*Exercise task 1*.
In the forum post on tangent and cotangent spaces, what are the basis-independent values of the scalar product between a tangent vector and a cotangent covector called?

*Source*.
Since those 2 are vector spaces we can define bases and formulate how these 'animals' behave to a change of basis.
Daniel.
About geometrical representation.
If you make a sketch of tangent space for manifold, you do simultaneously the sketch of cotangent space, because the tangent vector looks exactly the same as cotangent covector, e.g. for 'd=1' tangent line coinside with cotangent line, for 'd=2' tangent plane coinside with cotangent plane. Note, that this is true if you have a metric in the vector space. If you don't have a metric, strictly speaking, you can not draw tangent space.
But you can pretend that you can do it even you don't have a metric. In this case, the best way to cheat your imagination is to draw the second line, plane, hyperplane,... parallel to the tangent space (line, plane, hyperplane,...). It's not the best way, of course, but, at least, it gives a sense that those spaces are different and connected.
This 'geometrical representation' is used by many authors. :smile:
Many people emphasized that tangent and cotangent spaces are different. It is true, but, in my view, it is equally important to emphazise, that those 'animals' are tightly connected. If you change somehow the basis in tangent space, the basis of cotangent space is simultaneously changed. And these changes go in exactly oposite direction, so the scalar product of any vector from tangent space and any covector of cotangent space does not depend on the basis. And these values are called invariants. The scalar product between two vectors from different spaces (tangent and cotangent) looks very strange, if even the scalar product inside of each space is prohibited.

[Dataset rows showing where objects appear]
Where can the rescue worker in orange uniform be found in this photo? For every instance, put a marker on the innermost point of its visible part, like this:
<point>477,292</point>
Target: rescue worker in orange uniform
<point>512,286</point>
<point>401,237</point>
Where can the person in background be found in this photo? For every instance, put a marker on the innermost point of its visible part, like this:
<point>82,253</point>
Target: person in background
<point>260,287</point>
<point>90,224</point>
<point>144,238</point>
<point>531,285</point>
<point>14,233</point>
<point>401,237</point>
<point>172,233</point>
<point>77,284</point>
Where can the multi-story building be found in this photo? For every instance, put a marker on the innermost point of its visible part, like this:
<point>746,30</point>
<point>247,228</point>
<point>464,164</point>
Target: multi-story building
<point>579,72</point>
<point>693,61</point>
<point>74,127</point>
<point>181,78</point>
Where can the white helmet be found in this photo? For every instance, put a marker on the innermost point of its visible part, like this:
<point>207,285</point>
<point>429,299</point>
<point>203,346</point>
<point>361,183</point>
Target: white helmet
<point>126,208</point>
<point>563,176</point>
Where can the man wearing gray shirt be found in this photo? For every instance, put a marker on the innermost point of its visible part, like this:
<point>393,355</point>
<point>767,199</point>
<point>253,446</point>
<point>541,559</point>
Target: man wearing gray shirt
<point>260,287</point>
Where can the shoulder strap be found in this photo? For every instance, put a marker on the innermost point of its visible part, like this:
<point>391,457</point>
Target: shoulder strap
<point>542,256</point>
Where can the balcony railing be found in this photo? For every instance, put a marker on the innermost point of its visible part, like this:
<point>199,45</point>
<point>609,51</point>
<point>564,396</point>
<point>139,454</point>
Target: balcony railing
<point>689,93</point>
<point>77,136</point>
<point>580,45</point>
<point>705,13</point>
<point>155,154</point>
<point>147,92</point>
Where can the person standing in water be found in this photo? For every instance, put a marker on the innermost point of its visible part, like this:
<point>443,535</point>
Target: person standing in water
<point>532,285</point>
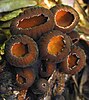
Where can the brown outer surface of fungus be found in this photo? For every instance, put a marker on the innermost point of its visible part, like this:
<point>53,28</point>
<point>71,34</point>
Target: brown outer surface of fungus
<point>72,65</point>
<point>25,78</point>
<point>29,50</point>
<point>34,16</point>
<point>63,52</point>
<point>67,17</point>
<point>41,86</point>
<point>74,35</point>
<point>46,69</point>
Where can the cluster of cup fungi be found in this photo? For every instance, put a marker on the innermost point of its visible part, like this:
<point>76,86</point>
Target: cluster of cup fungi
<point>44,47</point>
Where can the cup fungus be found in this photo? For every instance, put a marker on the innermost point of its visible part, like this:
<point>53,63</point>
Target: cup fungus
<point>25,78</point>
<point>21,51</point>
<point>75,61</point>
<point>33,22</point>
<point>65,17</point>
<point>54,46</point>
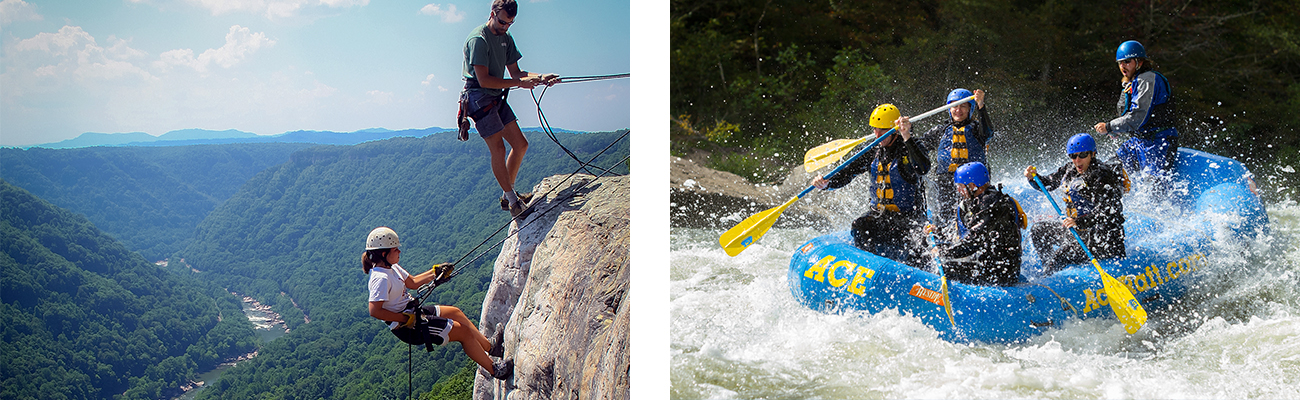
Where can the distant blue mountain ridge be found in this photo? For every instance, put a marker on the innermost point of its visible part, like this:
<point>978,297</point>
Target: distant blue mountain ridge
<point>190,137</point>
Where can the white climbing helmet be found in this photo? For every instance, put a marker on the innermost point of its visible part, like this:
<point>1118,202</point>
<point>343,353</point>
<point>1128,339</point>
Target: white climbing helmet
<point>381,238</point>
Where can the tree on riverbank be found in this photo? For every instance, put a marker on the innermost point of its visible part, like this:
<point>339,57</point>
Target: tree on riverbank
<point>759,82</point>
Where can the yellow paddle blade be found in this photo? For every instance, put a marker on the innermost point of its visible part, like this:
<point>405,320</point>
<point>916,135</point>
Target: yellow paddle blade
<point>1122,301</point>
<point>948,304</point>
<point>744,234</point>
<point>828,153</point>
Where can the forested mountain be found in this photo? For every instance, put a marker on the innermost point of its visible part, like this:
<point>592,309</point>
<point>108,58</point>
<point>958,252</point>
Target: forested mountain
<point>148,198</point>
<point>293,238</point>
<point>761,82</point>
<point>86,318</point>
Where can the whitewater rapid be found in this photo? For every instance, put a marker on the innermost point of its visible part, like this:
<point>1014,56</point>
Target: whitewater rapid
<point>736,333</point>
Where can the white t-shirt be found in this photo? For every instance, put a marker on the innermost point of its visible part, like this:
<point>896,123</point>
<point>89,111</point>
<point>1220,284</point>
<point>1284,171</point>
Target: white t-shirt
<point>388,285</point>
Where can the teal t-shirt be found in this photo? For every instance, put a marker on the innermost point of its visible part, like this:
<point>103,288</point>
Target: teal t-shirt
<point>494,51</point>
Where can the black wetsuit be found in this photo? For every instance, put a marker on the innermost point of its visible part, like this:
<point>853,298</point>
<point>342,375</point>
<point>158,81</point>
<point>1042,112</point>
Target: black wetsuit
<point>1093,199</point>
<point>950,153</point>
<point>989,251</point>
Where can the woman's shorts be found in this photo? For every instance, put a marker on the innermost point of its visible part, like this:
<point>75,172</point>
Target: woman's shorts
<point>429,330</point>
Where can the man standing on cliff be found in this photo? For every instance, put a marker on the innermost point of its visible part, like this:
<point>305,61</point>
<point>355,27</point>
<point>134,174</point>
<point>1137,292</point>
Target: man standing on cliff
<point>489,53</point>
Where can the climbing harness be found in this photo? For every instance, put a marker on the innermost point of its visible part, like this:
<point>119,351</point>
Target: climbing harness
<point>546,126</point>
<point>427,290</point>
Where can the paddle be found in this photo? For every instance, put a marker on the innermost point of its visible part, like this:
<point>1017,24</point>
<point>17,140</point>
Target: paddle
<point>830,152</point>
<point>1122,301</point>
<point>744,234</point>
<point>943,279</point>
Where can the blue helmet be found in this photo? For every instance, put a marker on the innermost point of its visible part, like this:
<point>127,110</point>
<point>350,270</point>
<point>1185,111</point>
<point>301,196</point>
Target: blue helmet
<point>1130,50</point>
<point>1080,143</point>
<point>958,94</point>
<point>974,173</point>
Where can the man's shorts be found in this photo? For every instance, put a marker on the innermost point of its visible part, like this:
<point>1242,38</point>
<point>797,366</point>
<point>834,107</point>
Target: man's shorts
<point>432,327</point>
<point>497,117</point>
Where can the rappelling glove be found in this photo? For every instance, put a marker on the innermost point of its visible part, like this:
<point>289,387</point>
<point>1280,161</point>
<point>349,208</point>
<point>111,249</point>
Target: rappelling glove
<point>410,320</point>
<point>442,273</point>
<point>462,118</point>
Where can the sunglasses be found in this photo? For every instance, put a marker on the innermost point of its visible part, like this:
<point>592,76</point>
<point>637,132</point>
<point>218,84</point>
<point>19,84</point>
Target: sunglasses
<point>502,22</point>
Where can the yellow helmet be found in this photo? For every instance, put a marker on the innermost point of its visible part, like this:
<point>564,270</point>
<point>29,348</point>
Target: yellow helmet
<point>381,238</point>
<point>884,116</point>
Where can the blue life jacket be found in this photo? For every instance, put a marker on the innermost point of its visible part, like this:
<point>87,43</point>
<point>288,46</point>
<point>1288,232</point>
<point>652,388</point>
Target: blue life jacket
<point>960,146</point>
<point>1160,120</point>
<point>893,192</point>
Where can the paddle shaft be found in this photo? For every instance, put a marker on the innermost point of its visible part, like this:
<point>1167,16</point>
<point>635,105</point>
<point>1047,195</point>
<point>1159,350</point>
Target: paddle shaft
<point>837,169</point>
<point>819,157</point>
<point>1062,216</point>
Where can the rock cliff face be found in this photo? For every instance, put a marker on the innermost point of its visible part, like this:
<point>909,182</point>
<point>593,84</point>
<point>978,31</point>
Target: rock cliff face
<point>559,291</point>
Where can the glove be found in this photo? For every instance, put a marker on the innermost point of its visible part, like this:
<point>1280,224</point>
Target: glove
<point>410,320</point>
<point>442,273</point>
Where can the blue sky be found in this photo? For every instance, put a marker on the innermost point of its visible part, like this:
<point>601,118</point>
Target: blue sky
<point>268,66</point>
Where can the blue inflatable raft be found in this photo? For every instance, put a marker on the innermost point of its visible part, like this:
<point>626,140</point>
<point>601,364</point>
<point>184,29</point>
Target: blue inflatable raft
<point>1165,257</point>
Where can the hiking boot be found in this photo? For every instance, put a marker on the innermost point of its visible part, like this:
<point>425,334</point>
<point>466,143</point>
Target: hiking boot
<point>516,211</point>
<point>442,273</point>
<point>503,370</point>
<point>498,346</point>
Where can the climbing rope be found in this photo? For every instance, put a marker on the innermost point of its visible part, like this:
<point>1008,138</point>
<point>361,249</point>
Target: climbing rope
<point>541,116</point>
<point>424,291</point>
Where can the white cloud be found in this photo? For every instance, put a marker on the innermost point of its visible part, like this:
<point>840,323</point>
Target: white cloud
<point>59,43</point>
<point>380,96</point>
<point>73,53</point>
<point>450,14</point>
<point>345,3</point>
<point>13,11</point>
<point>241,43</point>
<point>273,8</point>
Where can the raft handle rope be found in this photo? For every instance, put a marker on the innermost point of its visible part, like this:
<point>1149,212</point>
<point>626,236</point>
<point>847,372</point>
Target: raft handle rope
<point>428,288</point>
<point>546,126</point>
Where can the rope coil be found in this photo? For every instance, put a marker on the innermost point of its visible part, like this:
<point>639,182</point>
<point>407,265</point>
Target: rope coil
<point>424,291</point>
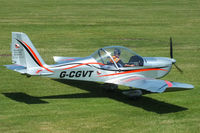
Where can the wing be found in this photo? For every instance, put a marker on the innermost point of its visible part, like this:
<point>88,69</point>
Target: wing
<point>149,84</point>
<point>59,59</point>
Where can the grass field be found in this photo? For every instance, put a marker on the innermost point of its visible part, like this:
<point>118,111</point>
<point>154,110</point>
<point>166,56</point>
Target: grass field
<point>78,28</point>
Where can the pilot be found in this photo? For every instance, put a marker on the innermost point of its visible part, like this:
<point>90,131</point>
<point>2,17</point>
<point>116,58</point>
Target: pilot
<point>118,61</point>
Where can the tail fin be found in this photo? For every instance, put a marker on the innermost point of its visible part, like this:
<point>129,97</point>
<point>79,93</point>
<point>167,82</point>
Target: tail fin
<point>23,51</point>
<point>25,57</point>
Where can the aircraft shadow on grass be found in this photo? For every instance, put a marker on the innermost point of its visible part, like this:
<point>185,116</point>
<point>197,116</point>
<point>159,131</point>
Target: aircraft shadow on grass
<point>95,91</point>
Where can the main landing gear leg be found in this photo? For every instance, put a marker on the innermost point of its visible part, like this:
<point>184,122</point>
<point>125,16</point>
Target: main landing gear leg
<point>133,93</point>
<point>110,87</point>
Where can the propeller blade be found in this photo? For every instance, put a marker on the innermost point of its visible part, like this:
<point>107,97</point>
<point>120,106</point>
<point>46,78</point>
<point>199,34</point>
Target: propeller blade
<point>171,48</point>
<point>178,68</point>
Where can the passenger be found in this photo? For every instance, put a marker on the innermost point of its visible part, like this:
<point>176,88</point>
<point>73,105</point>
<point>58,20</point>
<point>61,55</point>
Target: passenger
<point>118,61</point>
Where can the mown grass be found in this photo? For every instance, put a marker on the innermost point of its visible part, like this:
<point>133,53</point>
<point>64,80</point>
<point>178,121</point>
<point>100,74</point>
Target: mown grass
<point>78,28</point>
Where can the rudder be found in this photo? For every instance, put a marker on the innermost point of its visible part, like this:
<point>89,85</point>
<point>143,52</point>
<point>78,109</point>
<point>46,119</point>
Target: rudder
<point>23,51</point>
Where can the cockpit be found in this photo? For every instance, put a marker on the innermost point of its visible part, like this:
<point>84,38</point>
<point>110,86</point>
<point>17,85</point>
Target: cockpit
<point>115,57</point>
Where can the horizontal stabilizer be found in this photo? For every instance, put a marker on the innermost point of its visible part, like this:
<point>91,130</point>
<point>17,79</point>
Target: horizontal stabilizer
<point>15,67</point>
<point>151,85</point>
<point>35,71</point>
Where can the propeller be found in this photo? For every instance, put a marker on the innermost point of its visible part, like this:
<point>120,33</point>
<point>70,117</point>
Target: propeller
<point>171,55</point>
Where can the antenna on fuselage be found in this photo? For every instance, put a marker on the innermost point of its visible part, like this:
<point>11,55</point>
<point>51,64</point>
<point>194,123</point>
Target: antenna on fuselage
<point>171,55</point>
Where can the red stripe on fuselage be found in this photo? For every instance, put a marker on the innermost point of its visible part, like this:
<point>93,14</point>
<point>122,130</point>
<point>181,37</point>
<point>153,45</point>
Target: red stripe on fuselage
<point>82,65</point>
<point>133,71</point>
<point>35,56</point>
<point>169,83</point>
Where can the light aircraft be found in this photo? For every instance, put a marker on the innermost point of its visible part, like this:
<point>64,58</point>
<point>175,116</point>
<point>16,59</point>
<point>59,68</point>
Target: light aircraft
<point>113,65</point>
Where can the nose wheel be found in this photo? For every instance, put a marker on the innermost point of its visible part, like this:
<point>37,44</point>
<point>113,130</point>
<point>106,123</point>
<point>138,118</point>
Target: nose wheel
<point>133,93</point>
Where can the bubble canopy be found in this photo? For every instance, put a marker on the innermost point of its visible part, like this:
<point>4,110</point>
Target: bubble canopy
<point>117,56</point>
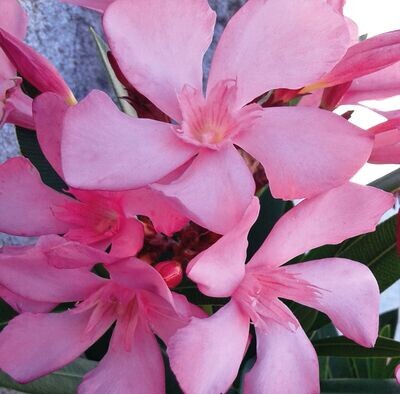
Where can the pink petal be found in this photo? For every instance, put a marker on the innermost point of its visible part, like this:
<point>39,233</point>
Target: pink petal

*Exercise task 2*.
Lay out the part of the listing that opens with its first line and closes with the line containing "<point>563,176</point>" as a Markdown table with two columns, Row and Line, and leave out any blank lines.

*Full response 1*.
They are called invariants.

*Full response 2*.
| Row | Line |
|---|---|
| 1 | Where can the rescue worker in orange uniform be found in this photo? For every instance, put a marker on the innermost point of its visible part, like this: |
| 2 | <point>477,292</point> |
| 3 | Target: rescue worker in orange uniform |
| 4 | <point>512,286</point> |
| 5 | <point>401,237</point> |
| 6 | Where can the person in background be found in this photo? For every instance, put a marker on the innermost point of its visible part, like this: |
| 7 | <point>82,253</point> |
| 8 | Target: person in background |
| 9 | <point>260,287</point> |
| 10 | <point>90,224</point> |
| 11 | <point>144,238</point> |
| 12 | <point>531,285</point> |
| 13 | <point>14,233</point> |
| 14 | <point>401,237</point> |
| 15 | <point>172,233</point> |
| 16 | <point>77,284</point> |
| 17 | Where can the multi-story building be found in this photo? For every instance, put a marker on the innermost point of its visible part, like this: |
| 18 | <point>746,30</point> |
| 19 | <point>247,228</point> |
| 20 | <point>464,164</point> |
| 21 | Target: multi-story building |
| 22 | <point>579,72</point> |
| 23 | <point>693,61</point> |
| 24 | <point>74,127</point> |
| 25 | <point>181,78</point> |
| 26 | Where can the white helmet be found in this photo? For every instance, put a marker on the innermost point of its visible part, like this: |
| 27 | <point>207,285</point> |
| 28 | <point>429,299</point> |
| 29 | <point>203,346</point> |
| 30 | <point>361,183</point> |
| 31 | Target: white helmet |
| 32 | <point>126,208</point> |
| 33 | <point>563,176</point> |